INSTRUCTIONS FOR THE TASK:
Transcribe the listing below verbatim, starting at its first line and ending with the line that contains "1110L994 992L883 984L814", both included.

Saved data entries
= = = = =

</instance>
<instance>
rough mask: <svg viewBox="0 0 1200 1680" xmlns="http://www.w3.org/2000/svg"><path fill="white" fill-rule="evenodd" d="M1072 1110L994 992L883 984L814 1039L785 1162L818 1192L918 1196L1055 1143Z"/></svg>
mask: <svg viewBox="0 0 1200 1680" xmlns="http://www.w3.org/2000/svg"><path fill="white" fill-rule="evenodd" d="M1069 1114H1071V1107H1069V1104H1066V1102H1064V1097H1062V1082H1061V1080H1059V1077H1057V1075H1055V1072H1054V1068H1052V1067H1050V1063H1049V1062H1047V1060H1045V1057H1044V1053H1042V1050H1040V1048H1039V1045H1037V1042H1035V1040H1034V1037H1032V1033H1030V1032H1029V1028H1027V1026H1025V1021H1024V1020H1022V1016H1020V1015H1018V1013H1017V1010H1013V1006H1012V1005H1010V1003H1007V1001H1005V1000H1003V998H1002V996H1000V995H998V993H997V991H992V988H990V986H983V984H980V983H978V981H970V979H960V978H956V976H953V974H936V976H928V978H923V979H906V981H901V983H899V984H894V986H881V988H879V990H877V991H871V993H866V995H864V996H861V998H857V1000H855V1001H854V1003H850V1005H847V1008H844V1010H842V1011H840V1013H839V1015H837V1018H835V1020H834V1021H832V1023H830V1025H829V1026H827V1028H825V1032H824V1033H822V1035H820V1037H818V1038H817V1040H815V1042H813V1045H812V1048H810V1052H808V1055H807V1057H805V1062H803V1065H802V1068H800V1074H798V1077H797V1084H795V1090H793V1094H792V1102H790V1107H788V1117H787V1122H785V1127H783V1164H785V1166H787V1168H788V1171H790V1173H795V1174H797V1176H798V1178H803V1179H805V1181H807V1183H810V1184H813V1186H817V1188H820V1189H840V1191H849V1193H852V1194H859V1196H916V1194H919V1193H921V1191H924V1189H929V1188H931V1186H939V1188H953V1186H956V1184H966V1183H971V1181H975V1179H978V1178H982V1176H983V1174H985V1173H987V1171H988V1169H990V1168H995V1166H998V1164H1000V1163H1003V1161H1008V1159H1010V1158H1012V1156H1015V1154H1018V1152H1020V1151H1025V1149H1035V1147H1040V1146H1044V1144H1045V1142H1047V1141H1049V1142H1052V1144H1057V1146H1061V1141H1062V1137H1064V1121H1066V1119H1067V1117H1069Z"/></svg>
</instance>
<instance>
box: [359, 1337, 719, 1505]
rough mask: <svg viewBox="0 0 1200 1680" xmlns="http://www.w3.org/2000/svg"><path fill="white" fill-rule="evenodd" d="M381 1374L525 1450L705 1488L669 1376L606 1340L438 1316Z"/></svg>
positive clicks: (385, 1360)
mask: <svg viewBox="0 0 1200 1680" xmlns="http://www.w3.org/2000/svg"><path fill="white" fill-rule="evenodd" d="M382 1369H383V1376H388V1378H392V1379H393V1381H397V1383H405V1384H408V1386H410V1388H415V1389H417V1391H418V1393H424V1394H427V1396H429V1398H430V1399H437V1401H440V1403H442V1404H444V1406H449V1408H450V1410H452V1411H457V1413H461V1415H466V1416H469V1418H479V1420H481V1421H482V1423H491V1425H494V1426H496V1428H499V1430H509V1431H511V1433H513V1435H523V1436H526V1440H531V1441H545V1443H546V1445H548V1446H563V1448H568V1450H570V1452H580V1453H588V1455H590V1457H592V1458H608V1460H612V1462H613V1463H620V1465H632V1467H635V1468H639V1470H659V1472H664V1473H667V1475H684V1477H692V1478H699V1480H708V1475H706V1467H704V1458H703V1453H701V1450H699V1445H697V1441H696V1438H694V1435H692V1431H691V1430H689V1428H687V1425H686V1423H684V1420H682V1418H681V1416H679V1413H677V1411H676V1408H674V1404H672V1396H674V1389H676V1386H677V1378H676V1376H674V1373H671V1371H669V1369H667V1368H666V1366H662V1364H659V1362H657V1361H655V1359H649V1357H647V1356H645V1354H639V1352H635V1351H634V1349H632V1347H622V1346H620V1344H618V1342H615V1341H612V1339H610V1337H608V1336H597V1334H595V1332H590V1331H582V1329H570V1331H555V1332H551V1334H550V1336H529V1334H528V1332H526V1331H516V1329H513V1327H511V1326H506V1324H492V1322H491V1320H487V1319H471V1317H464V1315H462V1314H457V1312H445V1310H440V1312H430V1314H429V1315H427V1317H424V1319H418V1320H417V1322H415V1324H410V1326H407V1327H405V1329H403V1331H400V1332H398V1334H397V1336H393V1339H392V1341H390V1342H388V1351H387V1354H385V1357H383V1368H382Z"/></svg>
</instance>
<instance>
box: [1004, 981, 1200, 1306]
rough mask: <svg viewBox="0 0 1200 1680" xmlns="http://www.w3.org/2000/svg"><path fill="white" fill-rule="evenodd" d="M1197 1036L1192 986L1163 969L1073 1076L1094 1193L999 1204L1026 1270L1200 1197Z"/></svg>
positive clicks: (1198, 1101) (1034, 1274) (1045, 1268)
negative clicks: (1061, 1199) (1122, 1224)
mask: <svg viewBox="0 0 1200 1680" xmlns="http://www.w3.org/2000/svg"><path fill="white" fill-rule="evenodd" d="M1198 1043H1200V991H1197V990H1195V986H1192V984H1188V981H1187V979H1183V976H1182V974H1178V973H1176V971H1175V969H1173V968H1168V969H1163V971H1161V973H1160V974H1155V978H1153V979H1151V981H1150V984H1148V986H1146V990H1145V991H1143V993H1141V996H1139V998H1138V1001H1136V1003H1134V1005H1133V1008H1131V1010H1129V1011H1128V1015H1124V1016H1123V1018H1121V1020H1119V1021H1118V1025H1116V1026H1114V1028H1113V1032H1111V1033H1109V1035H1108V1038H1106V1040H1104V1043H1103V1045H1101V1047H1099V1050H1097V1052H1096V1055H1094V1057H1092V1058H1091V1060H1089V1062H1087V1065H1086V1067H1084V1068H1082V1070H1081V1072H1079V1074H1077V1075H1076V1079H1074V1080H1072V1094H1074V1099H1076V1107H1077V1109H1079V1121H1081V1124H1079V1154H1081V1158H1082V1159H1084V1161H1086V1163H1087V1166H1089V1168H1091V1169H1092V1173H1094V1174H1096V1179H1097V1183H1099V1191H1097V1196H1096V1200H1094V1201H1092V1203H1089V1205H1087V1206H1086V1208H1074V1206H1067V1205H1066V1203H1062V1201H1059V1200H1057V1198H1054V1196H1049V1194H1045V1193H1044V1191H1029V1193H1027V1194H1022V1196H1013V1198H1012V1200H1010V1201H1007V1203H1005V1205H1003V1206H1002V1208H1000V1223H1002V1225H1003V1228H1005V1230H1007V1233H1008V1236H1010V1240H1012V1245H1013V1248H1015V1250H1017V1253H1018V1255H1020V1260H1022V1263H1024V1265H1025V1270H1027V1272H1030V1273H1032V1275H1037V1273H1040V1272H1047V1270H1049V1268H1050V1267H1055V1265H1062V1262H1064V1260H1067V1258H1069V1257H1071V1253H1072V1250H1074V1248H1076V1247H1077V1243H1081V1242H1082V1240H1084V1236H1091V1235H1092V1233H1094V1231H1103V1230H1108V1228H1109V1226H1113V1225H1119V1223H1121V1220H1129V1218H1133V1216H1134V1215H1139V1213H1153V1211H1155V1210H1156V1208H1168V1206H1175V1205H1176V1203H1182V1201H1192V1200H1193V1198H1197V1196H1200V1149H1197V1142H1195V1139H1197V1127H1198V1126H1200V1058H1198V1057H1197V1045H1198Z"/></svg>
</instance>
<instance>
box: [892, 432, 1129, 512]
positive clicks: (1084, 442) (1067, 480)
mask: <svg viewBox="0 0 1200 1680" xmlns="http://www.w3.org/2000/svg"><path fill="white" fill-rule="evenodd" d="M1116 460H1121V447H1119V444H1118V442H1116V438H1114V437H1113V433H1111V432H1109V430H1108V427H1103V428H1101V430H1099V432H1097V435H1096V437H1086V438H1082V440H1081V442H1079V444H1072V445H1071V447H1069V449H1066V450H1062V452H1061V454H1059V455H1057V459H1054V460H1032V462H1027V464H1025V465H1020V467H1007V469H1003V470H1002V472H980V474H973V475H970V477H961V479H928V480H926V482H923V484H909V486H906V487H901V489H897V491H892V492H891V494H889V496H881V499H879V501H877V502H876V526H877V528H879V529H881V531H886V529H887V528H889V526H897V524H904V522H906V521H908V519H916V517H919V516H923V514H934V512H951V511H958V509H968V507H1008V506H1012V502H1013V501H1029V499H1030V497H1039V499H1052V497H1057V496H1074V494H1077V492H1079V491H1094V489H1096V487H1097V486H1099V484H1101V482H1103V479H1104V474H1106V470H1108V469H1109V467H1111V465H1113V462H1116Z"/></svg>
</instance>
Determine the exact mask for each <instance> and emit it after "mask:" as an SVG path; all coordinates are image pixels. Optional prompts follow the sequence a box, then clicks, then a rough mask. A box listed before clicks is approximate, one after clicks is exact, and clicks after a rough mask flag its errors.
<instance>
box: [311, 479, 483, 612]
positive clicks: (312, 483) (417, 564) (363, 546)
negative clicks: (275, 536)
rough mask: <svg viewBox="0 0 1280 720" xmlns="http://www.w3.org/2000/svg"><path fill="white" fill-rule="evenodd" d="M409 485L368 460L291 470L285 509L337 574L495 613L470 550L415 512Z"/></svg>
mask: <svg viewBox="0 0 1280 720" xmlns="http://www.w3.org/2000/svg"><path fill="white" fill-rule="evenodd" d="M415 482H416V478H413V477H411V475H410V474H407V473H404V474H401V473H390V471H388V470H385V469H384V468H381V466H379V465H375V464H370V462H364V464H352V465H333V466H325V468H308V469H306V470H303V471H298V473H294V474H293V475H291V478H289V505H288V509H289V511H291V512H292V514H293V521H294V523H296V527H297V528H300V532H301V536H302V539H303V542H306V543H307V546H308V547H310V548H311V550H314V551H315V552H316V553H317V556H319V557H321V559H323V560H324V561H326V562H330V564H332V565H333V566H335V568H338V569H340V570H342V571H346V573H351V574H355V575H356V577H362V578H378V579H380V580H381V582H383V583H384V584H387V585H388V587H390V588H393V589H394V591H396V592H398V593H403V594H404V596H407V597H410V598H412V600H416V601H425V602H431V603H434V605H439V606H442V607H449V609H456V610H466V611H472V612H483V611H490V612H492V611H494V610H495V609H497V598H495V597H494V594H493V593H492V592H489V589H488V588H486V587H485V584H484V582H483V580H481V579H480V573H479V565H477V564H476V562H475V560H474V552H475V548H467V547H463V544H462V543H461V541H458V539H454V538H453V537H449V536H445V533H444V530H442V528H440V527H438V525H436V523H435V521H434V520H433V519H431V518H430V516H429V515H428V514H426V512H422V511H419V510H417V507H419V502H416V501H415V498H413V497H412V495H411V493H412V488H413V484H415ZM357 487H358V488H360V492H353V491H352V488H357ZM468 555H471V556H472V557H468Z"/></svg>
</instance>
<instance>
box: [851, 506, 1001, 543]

= = = = =

OUTPUT:
</instance>
<instance>
rough mask: <svg viewBox="0 0 1200 1680" xmlns="http://www.w3.org/2000/svg"><path fill="white" fill-rule="evenodd" d="M1072 1110L994 992L883 984L814 1039L785 1162L818 1192L918 1196L1055 1143Z"/></svg>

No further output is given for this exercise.